* **Task**
Search the entries for lines that contain the word "instance", and report each one found.

Stored data:
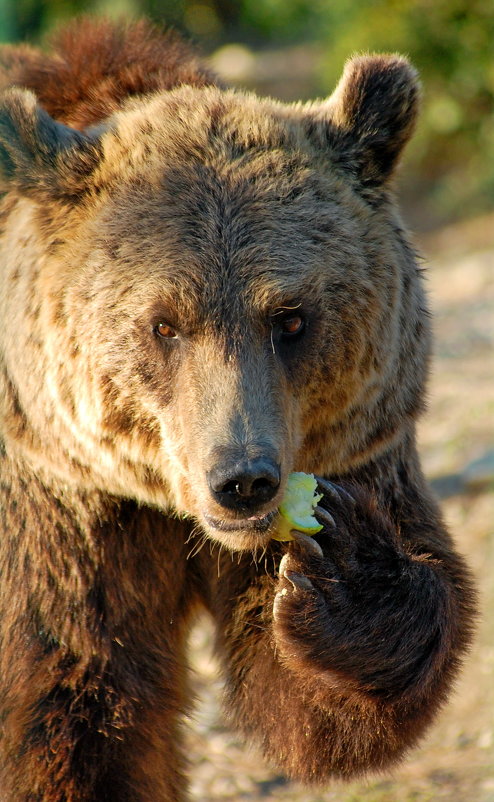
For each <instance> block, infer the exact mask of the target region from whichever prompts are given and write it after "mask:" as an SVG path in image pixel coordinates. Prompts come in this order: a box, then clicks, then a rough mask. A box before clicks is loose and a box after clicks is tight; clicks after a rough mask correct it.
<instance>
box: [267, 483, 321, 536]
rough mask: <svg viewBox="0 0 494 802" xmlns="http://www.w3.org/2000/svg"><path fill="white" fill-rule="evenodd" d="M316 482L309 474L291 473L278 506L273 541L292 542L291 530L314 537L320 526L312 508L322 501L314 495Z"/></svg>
mask: <svg viewBox="0 0 494 802" xmlns="http://www.w3.org/2000/svg"><path fill="white" fill-rule="evenodd" d="M316 489H317V482H316V480H315V479H314V477H313V475H312V474H311V473H300V472H295V473H291V474H290V475H289V477H288V482H287V486H286V490H285V495H284V496H283V501H282V502H281V504H280V506H279V509H278V511H279V516H278V519H277V521H276V534H275V535H273V538H274V540H294V537H293V535H292V530H293V529H295V530H297V531H298V532H304V533H305V534H306V535H315V534H316V532H320V531H321V529H322V524H320V523H319V521H317V520H316V518H314V507H315V506H316V504H317V502H318V501H320V500H321V499H322V494H321V495H319V494H317V493H316Z"/></svg>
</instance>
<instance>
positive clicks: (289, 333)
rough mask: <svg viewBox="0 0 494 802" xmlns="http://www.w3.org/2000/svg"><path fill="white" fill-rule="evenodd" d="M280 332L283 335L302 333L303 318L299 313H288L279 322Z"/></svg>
mask: <svg viewBox="0 0 494 802" xmlns="http://www.w3.org/2000/svg"><path fill="white" fill-rule="evenodd" d="M279 326H280V329H281V332H282V334H283V335H285V337H295V336H296V335H297V334H302V332H303V330H304V328H305V320H304V319H303V317H301V316H300V315H290V317H286V318H284V319H283V320H281V321H280V323H279Z"/></svg>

* **Task solution**
For each <instance> block, infer the exact mask of the target region from whichever prompts are given and write it after "mask:" as an SVG path in image pixel coordinates. Prompts come in this order: a box, then clicks, then a rough mask. A box before clicks is loose and a box after clicks is tight; clicks after a rough mask correct it.
<instance>
</instance>
<instance>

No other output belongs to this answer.